Elenco compiti>
**1.** Nel brano sul debito studentesco negli Stati Uniti, di quanto sono cresciuti i prestiti agli studenti dal 1999 all'inizio del 2011?
**2.** Indica quante righe delle voci contengono la stringa "reed". Scrivi soltanto il numero.

Brano>
È stata definita la prossima bolla dell'economia statunitense, ma i suoi effetti, pur se meno intensi sul breve periodo rispetto a quella immobiliare, potrebbero costituire una bomba a orologeria per l'immediato futuro. Gli studenti Usa, scaraventati in un mercato del lavoro asfittico, non trovano più redditi sufficienti a rimborsare i debiti che hanno contratto per darsi una formazione. E a ogni rata non corrisposta, aumentano gli interessi, generando un circolo vizioso che opprime un'intera generazione.
I dati parlano chiaro. Dall'inizio della recessione, nel 2008, tutte le forme di credito si sono ridotte, tranne una: sono proprio i prestiti agli studenti, cresciuti del 511 per cento dal 1999 all'inizio del 2011, raggiungendo la cifra complessiva di 550 miliardi di dollari. Il dipartimento dell'Istruzione statunitense stima che sono già a 805 miliardi e che quota mille miliardi non è poi così lontana.
Parallelamente cresce l'insolvenza: circa l'11,2 per cento dei rimborsi eccede di 90 giorni la data prevista. Solo le carte di credito hanno un tasso d'insolvenza superiore.
In media, secondo altri dati, un (ex) studente Usa esce dal college con circa 24mila dollari di debito sulle spalle, mentre solo il 56 per cento dei neolaureati trova lavoro.
All'origine del fenomeno, c'è l'alto costo delle rette scolastiche, quelle che in inglese si chiamano tuition
e che comprendono, oltre i corsi strettamente intesi, anche tutti quei
servizi che offrono un'istruzione completa e qualificata: la stanza dove
alloggiare al college, le spese di viaggio, i libri, l'attrezzatura
tecnologica. Rientrano alla voce tuition anche quelle spese accessorie che permettono di essere più competitivi, come le lezioni private.
Ad acuire la necessità di ricorrere al prestito privato, ci sono i tagli alle borse di studio e ai finanziamenti pubblici operati da molti stati.
Ma perché le rette scolastiche crescono mentre l'economia è in recessione? Perché le iscrizioni ai college hanno continuato comunque ad aumentare, dai 14,8 milioni del 1999 ai 20,4 milioni del 2009. Buona notizia, se parallelamente non fosse diminuita l'occupazione nell'industria, cioè il lavoro "sicuro" che consentiva a molte famiglie operaie di entrare dignitosamente nell'ambita middle-class: lo status che permetteva a genitori non istruiti di iscrivere i propri figli al college.
Ed ecco quindi il fiorire di prestiti appositamente dedicati agli studenti, facilissimi da ottenere ma complicati da rimborsare, alla luce di un altro dato: le rette crescono più dei salari.

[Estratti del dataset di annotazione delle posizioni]
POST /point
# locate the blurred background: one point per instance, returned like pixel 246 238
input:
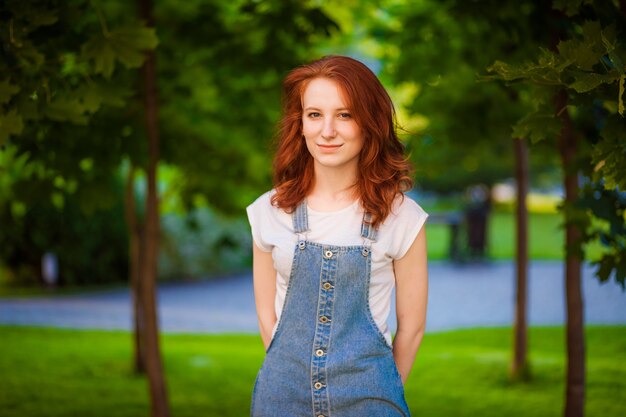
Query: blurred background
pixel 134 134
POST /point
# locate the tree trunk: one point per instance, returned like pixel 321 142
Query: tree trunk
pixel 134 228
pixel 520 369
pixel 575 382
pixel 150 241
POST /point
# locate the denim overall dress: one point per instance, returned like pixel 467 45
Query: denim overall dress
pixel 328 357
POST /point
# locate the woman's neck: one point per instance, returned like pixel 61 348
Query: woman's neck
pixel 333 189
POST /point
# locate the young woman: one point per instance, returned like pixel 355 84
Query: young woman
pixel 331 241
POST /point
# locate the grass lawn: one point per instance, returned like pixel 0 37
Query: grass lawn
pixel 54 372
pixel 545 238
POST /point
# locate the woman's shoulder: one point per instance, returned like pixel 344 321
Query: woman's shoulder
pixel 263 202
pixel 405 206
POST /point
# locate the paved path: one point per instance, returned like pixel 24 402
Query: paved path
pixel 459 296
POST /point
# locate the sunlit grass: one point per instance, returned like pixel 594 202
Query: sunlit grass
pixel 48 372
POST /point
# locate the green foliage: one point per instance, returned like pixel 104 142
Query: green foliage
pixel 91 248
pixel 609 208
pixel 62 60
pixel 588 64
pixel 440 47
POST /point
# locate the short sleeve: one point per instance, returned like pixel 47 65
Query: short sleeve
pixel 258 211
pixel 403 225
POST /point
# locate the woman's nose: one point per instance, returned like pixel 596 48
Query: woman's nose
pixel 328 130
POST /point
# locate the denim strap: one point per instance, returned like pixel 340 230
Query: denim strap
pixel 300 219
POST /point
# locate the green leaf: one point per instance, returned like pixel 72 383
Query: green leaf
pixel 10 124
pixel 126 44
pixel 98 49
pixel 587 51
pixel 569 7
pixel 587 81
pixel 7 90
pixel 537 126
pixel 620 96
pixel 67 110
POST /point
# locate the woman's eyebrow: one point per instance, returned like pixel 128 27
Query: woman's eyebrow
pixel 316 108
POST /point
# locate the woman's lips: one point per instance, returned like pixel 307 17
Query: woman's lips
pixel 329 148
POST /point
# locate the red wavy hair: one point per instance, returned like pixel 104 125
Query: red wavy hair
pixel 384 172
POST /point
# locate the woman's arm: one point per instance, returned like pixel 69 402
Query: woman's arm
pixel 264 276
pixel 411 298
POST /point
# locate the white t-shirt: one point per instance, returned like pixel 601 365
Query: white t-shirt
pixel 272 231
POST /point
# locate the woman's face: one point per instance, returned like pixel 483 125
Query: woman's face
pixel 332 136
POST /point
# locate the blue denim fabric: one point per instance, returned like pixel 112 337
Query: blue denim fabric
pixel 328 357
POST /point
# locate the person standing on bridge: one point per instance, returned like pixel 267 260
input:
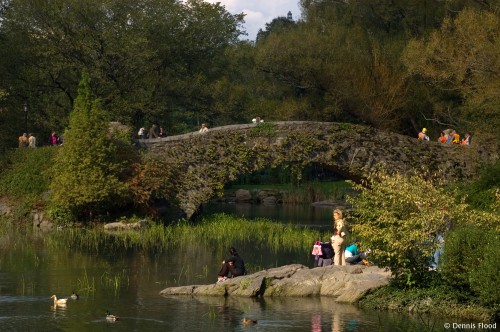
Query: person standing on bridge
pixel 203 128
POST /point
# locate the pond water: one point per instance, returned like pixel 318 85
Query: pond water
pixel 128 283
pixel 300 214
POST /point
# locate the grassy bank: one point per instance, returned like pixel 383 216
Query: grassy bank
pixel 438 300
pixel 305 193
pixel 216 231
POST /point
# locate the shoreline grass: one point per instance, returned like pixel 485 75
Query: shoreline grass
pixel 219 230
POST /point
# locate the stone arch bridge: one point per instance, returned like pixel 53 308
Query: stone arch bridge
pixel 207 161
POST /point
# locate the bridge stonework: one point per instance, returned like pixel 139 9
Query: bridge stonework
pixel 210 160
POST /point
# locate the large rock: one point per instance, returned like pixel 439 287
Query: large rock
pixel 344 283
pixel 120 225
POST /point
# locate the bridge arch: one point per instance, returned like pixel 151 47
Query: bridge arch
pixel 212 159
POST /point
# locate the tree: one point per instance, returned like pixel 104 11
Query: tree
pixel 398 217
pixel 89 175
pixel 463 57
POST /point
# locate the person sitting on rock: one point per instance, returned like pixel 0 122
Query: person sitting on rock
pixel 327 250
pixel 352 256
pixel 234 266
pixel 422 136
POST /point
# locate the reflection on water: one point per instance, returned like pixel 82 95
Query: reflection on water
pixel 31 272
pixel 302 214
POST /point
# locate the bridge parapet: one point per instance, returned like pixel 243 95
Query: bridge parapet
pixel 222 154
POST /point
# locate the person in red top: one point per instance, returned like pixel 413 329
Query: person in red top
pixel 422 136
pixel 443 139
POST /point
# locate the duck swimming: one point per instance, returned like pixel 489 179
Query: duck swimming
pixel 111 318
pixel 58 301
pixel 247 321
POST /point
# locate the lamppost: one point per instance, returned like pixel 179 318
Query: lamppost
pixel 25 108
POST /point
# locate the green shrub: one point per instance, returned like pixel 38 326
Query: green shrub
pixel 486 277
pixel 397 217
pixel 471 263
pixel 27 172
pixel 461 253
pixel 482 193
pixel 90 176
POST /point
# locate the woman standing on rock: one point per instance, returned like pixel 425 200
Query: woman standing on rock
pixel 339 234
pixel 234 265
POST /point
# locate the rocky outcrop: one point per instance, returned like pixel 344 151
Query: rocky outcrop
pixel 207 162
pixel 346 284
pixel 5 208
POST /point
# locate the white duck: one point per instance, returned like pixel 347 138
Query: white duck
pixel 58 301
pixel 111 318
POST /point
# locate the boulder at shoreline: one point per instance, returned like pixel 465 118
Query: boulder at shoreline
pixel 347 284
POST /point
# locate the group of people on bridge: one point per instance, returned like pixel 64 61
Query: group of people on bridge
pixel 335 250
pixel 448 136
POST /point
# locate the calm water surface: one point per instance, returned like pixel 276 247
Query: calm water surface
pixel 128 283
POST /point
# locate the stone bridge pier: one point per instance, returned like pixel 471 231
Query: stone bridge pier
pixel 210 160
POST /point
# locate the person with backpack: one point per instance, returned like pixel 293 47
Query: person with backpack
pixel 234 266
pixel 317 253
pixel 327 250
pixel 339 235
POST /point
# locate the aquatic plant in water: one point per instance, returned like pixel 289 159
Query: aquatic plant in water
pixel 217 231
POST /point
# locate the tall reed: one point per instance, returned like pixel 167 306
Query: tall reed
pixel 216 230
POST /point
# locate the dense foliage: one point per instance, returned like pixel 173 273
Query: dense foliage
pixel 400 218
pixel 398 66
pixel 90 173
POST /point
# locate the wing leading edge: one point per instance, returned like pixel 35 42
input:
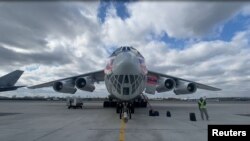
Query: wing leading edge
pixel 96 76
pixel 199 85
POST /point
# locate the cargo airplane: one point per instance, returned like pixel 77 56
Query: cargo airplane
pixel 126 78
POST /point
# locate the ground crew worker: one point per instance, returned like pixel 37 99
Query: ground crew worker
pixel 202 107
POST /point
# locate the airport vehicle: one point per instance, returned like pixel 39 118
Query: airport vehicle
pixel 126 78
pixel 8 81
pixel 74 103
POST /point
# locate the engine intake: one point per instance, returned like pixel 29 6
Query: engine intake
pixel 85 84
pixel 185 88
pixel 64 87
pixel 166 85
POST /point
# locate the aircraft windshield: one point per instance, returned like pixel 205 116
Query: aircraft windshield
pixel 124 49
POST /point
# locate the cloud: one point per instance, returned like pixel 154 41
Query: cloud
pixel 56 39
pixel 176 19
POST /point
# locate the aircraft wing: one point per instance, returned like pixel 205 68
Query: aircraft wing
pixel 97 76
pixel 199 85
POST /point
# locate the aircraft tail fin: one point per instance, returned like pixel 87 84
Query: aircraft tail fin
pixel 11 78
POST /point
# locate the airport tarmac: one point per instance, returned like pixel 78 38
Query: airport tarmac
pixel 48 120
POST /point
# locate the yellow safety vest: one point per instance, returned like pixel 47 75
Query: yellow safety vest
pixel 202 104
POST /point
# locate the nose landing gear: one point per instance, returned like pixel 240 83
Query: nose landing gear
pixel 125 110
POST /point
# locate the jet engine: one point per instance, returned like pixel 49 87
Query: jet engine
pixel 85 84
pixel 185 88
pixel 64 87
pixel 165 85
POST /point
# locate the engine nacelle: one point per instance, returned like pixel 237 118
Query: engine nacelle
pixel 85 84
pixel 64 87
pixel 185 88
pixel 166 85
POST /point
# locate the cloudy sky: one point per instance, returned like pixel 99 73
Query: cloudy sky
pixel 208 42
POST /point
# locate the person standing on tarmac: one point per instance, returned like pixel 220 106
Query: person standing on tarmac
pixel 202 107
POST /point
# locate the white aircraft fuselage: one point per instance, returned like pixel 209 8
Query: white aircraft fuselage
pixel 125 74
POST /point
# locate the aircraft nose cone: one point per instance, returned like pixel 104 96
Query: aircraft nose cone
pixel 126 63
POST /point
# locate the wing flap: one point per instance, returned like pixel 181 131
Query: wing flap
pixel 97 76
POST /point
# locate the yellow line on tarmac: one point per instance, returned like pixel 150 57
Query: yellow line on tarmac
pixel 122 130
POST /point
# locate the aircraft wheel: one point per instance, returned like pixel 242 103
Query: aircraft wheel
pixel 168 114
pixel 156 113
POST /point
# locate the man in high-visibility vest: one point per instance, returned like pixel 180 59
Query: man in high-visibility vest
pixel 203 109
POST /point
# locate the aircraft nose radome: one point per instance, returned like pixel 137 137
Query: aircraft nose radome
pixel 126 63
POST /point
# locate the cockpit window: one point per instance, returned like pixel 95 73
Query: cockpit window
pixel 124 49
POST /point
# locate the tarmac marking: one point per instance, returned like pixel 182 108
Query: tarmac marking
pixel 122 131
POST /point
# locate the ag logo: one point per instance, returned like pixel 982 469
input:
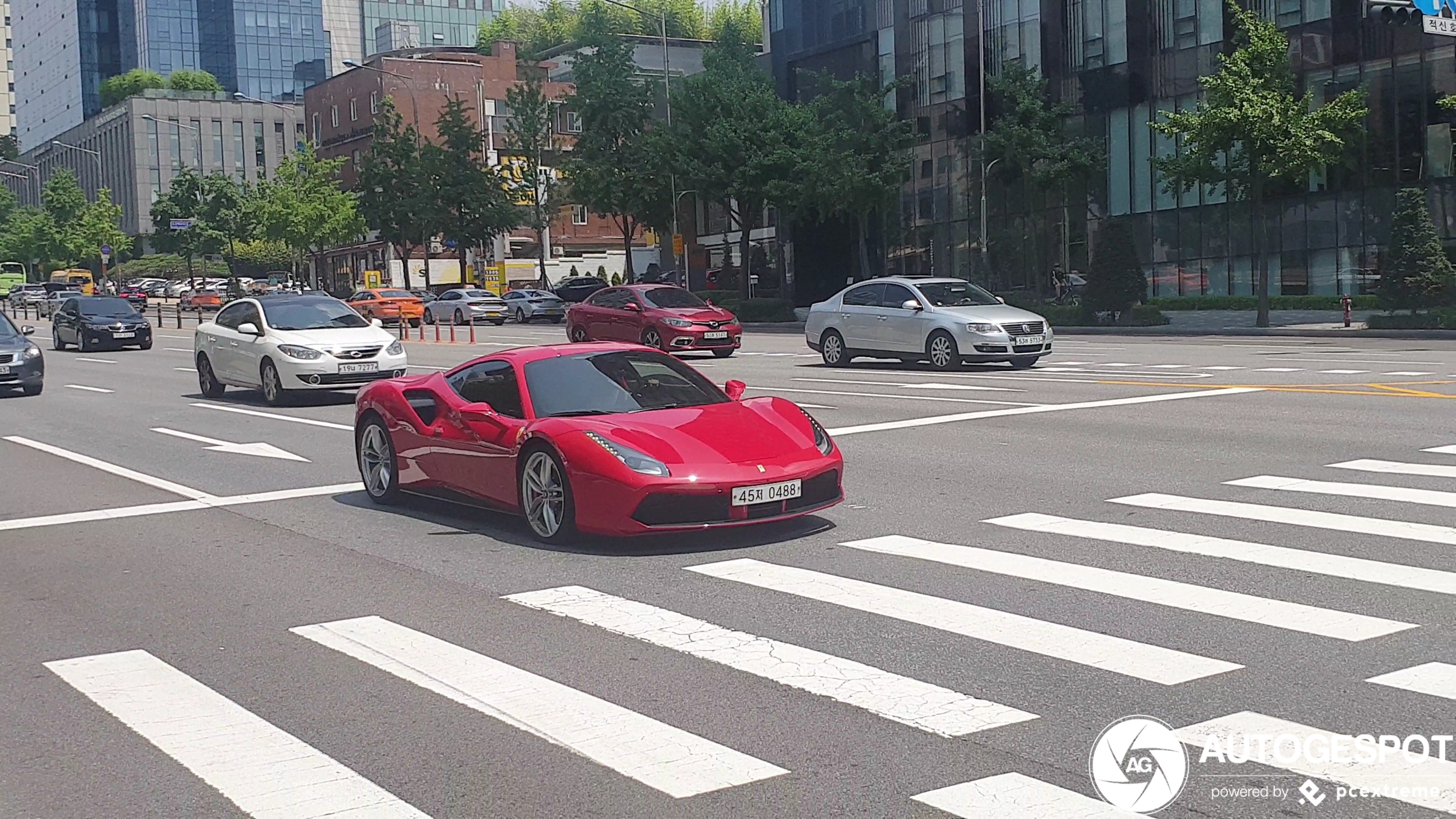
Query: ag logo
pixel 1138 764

Elenco risposte>
**1.** Del 511 per cento.

**2.** 2